━━ Source document

Recent price increases are especially affecting the poorest households. The unfavorable global context also poses significant risks to Jordan’s external sector, despite the robust export growth and the solid rebound in travel receipts. At the end‑of 2021, Jordan’s public and publicly guaranteed gross debt stood at 113.7% of GDP[1] (debt net of SSIF[2] debt holdings at 92% of GDP).

Jordan is one of the most water-scarce countries in the world and imports over 90% of its energy and national grain consumption needs. Jordan’s population has also more than doubled (from 5 to 11 million) over the past two decades, putting additional pressure on limited natural resources.  Jordan also faces several climate-related hazards that exacerbate these challenges including significant temperature increases, precipitation decreases, and increased incidents of drought.  In the region, Jordan has been a pioneer on climate with ambitious Nationally Determined Contribution (NDC) targets, a green growth strategy, and efforts to green Jordan’s public and private investment framework and its financial sector.  Jordan’s fiscal situation demands that it finds private sector solutions to climate challenges and that it incentivizes these solutions from a climate lens as part of its development model.

━━━━
━━ Dataset

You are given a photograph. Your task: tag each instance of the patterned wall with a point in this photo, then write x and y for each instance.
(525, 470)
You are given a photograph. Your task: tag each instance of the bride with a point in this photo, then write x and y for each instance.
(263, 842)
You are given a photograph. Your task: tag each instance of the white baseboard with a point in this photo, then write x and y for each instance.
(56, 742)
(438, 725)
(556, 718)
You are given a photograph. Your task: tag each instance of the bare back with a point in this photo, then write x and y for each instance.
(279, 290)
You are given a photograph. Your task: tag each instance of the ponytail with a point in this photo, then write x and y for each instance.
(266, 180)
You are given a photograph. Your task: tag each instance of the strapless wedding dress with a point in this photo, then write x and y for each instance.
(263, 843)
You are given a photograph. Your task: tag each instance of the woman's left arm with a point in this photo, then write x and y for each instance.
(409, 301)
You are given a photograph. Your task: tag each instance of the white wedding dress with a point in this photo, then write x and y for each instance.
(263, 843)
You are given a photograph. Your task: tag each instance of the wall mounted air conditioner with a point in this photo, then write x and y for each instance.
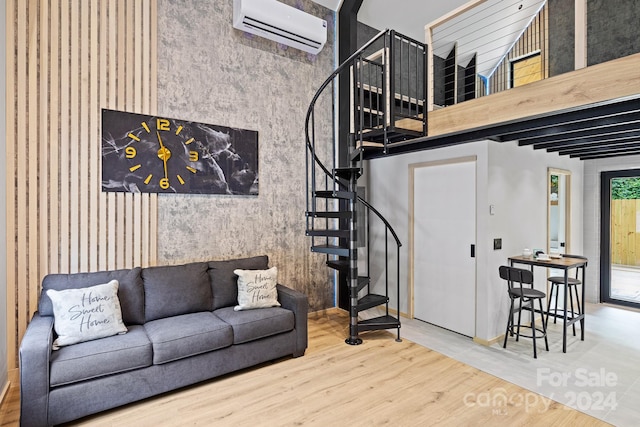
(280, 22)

━━━━
━━ Dataset

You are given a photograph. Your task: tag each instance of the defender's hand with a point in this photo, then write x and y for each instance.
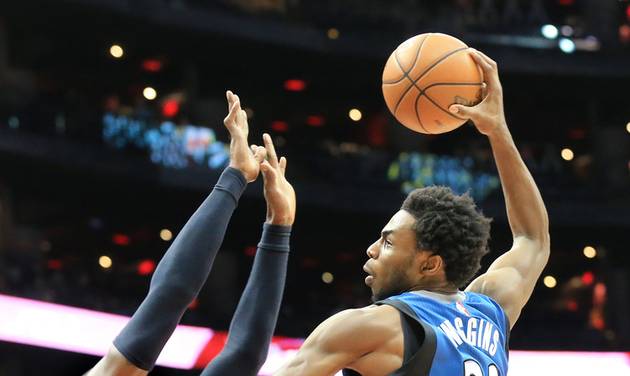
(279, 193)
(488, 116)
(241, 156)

━━━━

● Work required
Extract the passage about Jordan's debt, resource scarcity and climate challenges and reproduce it in full, word for word.

● Response to the task
Recent price increases are especially affecting the poorest households. The unfavorable global context also poses significant risks to Jordan’s external sector, despite the robust export growth and the solid rebound in travel receipts. At the end‑of 2021, Jordan’s public and publicly guaranteed gross debt stood at 113.7% of GDP[1] (debt net of SSIF[2] debt holdings at 92% of GDP).

Jordan is one of the most water-scarce countries in the world and imports over 90% of its energy and national grain consumption needs. Jordan’s population has also more than doubled (from 5 to 11 million) over the past two decades, putting additional pressure on limited natural resources.  Jordan also faces several climate-related hazards that exacerbate these challenges including significant temperature increases, precipitation decreases, and increased incidents of drought.  In the region, Jordan has been a pioneer on climate with ambitious Nationally Determined Contribution (NDC) targets, a green growth strategy, and efforts to green Jordan’s public and private investment framework and its financial sector.  Jordan’s fiscal situation demands that it finds private sector solutions to climate challenges and that it incentivizes these solutions from a climate lens as part of its development model.